- **Records for this exercise**:
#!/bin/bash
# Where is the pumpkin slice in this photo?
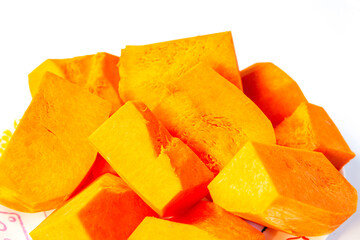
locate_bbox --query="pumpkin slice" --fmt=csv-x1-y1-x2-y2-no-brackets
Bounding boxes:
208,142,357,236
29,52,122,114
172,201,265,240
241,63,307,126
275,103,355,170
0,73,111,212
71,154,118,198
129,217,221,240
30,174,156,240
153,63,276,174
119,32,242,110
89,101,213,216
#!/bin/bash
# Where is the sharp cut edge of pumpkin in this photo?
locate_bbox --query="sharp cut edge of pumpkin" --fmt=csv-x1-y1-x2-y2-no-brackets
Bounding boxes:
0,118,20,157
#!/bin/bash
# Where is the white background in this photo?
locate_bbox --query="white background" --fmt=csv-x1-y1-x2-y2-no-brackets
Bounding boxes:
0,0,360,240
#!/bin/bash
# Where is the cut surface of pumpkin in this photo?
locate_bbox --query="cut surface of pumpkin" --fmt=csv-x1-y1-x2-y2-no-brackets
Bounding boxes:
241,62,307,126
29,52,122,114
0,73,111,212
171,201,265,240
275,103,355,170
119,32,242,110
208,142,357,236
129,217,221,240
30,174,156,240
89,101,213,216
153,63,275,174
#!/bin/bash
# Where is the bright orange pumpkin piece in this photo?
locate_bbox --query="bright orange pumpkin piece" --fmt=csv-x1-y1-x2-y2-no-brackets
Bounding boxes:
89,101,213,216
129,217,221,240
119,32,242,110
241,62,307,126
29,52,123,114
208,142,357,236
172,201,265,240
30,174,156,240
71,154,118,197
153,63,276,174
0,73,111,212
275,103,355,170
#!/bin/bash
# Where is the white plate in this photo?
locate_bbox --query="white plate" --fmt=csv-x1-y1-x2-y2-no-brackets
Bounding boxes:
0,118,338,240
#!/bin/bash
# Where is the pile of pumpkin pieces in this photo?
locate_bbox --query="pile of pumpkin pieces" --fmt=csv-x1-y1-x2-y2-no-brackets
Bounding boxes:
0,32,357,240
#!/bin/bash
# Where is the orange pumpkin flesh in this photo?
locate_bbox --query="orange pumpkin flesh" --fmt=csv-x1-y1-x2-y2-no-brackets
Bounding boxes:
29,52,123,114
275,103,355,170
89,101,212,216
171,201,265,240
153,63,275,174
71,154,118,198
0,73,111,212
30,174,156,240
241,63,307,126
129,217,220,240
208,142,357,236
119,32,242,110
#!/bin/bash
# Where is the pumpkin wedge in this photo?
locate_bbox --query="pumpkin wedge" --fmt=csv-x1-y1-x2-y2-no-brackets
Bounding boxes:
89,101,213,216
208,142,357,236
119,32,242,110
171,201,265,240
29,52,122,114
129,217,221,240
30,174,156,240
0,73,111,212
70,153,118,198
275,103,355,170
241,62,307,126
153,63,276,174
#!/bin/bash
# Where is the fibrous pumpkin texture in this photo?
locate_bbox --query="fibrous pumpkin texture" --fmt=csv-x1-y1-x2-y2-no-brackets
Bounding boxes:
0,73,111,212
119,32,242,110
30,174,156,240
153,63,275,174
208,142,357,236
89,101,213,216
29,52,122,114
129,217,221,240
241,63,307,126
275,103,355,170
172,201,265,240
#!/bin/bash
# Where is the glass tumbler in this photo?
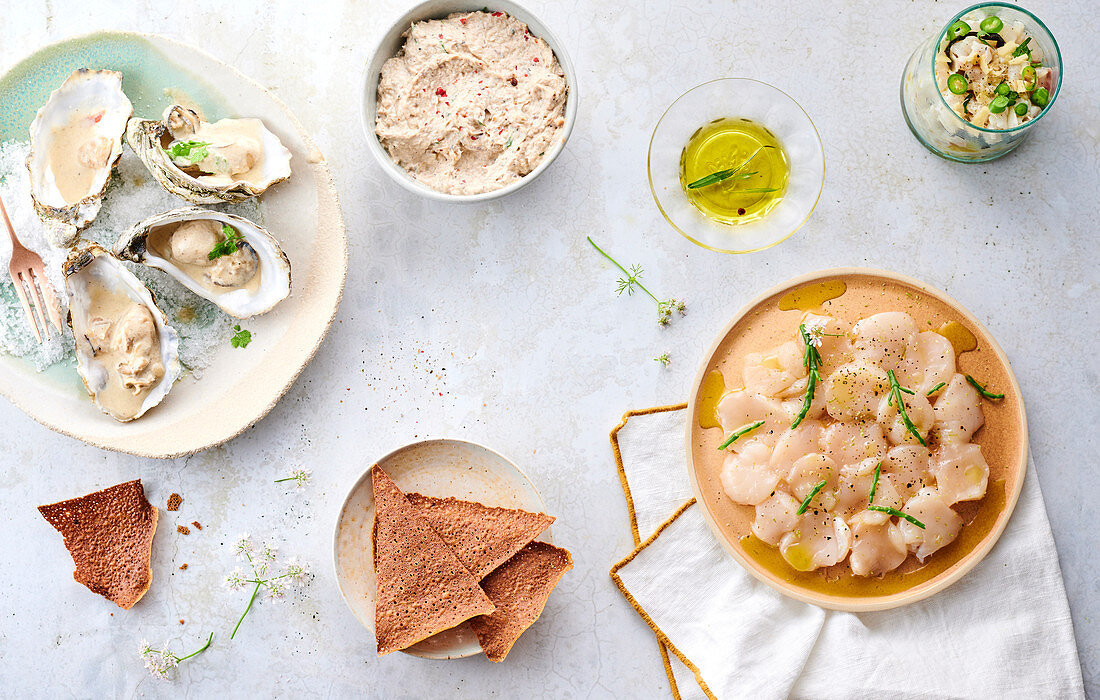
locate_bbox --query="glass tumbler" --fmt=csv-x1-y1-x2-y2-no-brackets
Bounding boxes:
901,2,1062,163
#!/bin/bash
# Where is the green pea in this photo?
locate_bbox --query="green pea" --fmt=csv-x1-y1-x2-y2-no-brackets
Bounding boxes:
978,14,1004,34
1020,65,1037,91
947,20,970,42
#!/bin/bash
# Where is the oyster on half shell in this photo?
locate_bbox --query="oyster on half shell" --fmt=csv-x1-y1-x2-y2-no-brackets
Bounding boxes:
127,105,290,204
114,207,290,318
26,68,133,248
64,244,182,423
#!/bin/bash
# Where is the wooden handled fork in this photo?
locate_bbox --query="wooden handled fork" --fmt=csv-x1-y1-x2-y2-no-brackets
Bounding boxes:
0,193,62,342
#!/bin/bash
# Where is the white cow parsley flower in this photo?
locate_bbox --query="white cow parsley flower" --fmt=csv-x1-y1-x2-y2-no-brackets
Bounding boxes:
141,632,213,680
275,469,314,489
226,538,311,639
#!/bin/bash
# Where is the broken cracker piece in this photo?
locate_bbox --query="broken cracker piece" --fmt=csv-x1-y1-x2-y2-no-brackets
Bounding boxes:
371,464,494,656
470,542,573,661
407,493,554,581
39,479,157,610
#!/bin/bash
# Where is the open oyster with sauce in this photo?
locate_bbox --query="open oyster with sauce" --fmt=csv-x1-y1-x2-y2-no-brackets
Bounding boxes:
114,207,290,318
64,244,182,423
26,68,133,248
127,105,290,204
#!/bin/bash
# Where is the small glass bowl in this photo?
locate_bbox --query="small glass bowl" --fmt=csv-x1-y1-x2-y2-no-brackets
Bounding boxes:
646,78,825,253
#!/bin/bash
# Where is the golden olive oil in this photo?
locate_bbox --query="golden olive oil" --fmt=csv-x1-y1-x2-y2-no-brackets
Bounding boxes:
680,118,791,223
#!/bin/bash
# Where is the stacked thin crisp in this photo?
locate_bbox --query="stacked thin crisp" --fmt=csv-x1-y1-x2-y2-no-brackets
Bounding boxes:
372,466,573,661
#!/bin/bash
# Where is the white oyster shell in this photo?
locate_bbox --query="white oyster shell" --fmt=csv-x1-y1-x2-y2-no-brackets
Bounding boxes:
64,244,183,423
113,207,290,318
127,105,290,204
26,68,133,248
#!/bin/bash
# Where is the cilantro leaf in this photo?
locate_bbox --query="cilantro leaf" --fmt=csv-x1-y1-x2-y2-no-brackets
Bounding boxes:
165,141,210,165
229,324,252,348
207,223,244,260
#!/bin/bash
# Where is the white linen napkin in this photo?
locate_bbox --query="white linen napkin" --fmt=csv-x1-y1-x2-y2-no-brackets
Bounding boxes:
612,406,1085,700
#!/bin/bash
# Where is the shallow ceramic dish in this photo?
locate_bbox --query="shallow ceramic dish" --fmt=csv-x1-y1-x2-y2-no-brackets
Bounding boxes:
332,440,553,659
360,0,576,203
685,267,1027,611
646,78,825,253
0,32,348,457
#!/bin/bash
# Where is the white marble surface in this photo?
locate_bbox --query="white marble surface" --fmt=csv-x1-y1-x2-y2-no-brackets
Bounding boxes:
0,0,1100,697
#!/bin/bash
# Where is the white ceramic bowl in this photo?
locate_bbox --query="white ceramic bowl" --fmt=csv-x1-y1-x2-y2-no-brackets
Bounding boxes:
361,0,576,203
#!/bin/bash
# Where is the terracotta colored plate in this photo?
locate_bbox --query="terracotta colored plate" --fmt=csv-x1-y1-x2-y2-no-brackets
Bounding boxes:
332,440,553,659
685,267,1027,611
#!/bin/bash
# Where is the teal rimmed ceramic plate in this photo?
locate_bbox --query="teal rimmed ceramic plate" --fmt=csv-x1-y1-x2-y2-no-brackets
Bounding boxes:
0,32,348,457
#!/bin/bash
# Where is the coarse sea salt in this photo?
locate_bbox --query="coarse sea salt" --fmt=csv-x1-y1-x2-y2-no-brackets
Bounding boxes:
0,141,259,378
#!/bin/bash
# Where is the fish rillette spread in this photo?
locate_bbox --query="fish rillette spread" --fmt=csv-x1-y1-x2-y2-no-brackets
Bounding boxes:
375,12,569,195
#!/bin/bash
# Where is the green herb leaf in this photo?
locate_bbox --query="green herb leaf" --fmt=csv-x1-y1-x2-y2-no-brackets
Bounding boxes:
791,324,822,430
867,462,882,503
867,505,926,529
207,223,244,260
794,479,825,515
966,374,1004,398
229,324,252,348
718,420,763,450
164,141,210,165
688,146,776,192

- **Goal of the exercise**:
Collect every line of the data that contains the word "fibrous" and copy each one out. Match case exactly.

- **Response to the exercise**:
# Where is the fibrous pumpkin texture in this photo?
locate_bbox --query="fibrous pumpkin texture" --fmt=csv-x1-y1-x2-y2-no-brackets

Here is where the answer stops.